PROBLEM DETAILS:
Gather every line from the material below that contains the word "white" and copy each one out in full. Treat uppercase and lowercase as different.

STORED ROWS:
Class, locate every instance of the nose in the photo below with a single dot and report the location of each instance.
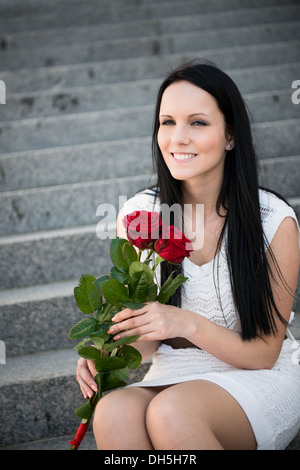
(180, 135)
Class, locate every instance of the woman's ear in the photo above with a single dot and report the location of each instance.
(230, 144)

--

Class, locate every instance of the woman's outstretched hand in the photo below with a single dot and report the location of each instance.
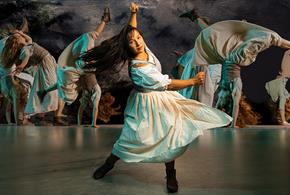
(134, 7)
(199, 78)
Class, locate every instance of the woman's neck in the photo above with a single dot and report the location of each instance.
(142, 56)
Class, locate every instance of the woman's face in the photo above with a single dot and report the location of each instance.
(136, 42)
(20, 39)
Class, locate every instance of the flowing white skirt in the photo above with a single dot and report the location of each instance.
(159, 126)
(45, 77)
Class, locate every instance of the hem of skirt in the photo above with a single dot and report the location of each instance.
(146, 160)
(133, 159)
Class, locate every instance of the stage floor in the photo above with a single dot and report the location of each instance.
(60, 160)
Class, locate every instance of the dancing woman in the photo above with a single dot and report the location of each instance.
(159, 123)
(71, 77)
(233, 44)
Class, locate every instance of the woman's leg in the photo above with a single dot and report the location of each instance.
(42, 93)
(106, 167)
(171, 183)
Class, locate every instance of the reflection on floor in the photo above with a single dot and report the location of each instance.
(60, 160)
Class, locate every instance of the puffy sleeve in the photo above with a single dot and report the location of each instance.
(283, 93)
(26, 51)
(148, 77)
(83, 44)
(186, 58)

==

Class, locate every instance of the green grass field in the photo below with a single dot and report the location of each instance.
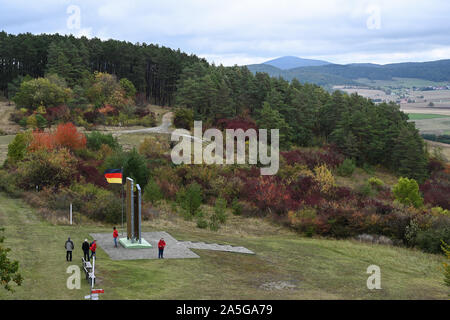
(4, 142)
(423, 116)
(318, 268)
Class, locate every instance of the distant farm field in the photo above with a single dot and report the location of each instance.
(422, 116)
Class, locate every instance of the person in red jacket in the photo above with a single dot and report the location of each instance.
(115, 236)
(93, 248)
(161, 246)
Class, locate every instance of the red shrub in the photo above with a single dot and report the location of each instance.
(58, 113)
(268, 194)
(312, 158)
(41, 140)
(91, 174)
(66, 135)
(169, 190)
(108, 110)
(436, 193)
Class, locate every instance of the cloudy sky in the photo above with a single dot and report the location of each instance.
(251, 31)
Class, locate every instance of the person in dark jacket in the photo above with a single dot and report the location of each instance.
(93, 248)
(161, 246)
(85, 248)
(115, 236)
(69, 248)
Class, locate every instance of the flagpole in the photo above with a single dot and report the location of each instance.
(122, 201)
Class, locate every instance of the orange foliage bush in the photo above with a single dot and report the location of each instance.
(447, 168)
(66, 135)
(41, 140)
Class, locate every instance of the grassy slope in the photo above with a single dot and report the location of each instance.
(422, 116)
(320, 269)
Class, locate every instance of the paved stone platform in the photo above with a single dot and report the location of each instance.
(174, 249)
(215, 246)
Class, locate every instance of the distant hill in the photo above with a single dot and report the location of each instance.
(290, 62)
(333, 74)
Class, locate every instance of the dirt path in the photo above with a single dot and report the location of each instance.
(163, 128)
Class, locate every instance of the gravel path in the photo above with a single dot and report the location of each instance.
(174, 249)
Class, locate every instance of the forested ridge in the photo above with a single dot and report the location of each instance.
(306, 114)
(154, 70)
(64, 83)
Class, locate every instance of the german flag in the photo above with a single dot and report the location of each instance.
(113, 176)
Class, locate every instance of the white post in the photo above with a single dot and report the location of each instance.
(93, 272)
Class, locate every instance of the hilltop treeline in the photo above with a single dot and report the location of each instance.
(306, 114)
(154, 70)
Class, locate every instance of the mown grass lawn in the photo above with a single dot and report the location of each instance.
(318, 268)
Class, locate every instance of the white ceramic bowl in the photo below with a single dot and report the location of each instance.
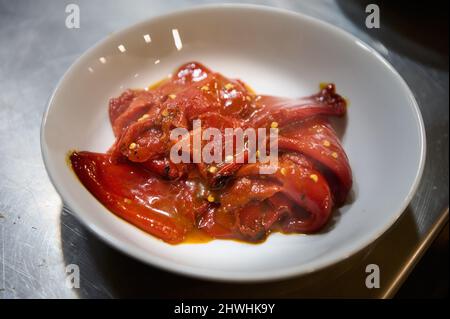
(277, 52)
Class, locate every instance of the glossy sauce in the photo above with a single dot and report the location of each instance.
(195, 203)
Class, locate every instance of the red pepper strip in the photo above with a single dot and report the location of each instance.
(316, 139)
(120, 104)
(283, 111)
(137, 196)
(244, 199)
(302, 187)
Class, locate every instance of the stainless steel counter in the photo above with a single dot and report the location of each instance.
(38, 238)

FULL RESPONSE:
Class, locate every instance of the flowing white skirt in the photo above with a single dot and report the location of each instance.
Class, locate every instance of the white post in the photo above with a single dot and report the location of each instance.
Class, locate every instance of the white ceramic bowl in the photo below with a single dot and report the location of each instance.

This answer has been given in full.